DOCUMENT EXTRACT:
•••

It's an extraordinary programme. For more than 70 minutes, the young prince single-handedly explains the experiments to be carried out during the International Geophysical Year, including early satellite technology, solar observation and oceanography. It's fascinating to watch him deftly explain complex technical ideas, work the different props, link to and fill time around pre-recorded segments from all across the world, and generally keep the show running smoothly. In another life, he might have presented Tomorrow's World. He cuts a rather dashing figure, a Renaissance man from a far off time when we still just about had an Empire.

But the prince also discusses evidence from different sources around the world that the oceans are rising and glaciers melting – as if the climate were changing. He tells us that more evidence – much more evidence, gathered over many decades – will be needed to know for sure. And over the next decades, he championed that research and concerns about the environment. Watch Prince Philip on breakfast show TV-am in November 1987.

In many ways, the prince was ahead of the game on the environment. Perhaps his position as a statesman without portfolio, constantly meeting experts and representatives in every walk of life, gives him a unique position. He's continually briefed on the latest scientific findings, and he uses his position to share them with the rest of us.

He's still speaking on the subject today, but two things have changed. First, there has been increasing evidence for climate change and increasing numbers of people speaking about it – and against it. It has become more fashionable and political – and the royal family as a whole are expected to avoid political statements.

And secondly, something has changed about the way the royal family is represented.

“A huffy note enters his voice when he talks about how his family have been treated by the mass media,” says Paxman, who then quotes the prince: “'It is absolutely extraordinary what has happened in the last thirty years. I mean, before that we were accepted as quite normal sorts of people. But now, I mean now I reckon I have done something right if I don't appear in the media. Because I know that any appearance in it will be one of criticism.'”

That's from a chapter in the book called “Gilded but gelded”, all about the royal family's relationship with the press. That's a big subject – too big to get into here, so I'll just recommend Paxman's book. Instead I want to stay on the consort's role and responsibilities – and the fact that Prince Philip says that no one else told him what he was required to do. He has clearly set out to be useful, to help people fulfil their potential and to help the world. But his response to the way the press now responds suggests another motivation.

“I will be criticized for doing something,” he told Paxman. “So I've retreated – quite consciously – so as not to be an embarrassment. I don't want to be embarrassing.”

I mentioned appropriateness before, and I think the other side of that is embarrassment. But embarrassing who? Himself? The queen? The royal family? The nation? And what is the response when you do cause embarrassment?

•••

RECORDS:

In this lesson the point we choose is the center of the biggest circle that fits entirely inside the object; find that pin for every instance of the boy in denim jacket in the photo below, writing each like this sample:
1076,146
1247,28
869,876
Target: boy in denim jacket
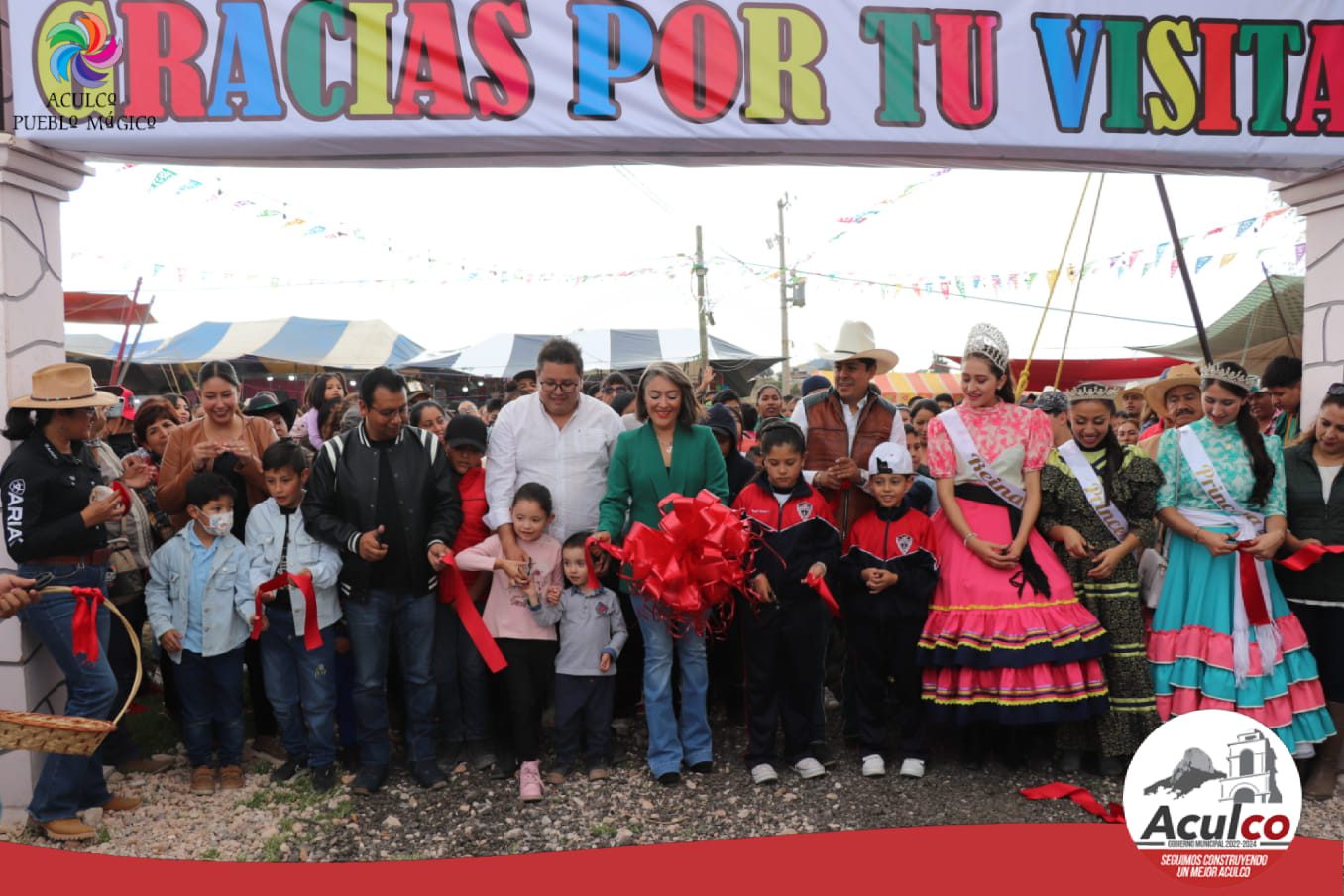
300,683
199,612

•••

TASK REQUIREMENTS:
1. In the piece on Prince Philip, what is the title of the book chapter on the royal family's relationship with the press?
2. Please pick up the piece on Prince Philip after its final sentence and write a continuation.

TASK RESPONSES:
1. "Gilded but gelded"

2.
Even if she had lived, Princess Diana would not have been a consort – she and Prince Charles divorced in 1996. But, like Prince Philip before her, Diana created her own role and responsibilities as Princess of Wales – and recreated that role on several occasions. She seemed both to embody and challenge our ideas of what a consort should be.

This is a portrait of Princess Diana (currently on view in the NPG's 32). It's quite a surprising choice for the gallery – very unlike the way we might think of Diana from the time, in ballgowns and finery, the fairy-tale princess in that wedding dress. This is a simple portrait, Diana dressed informally in open-necked blouse and trousers. That simplicity contrasts with the setting, the smart, gold-lined door that frames her, the antique chair she's sitting on.

Other portraits of Diana from the time have her looking coyly away whereas here she holds our eye. That chimes with a description in the Oxford Dictionary of National Biography of Diana meeting Charles at a polo match in 1980:

“Her directness and sympathy over the death the previous year of his uncle, Lord Mountbatten, caught his attention: she was not afflicted by the usual constraints on people dealing with royalty, and was neither tongue-tied nor overly deferential. Her credentials as a potential royal bride were obvious.”

What were those credentials? Princess Diana was not born a princess, but her father and both grandmothers moved in court circles and she first met Prince Charles when she was 16 – when he briefly dated her sister. She was well off, having inherited a sum from her great-grandmother. She was not academic, having failed her O-levels twice.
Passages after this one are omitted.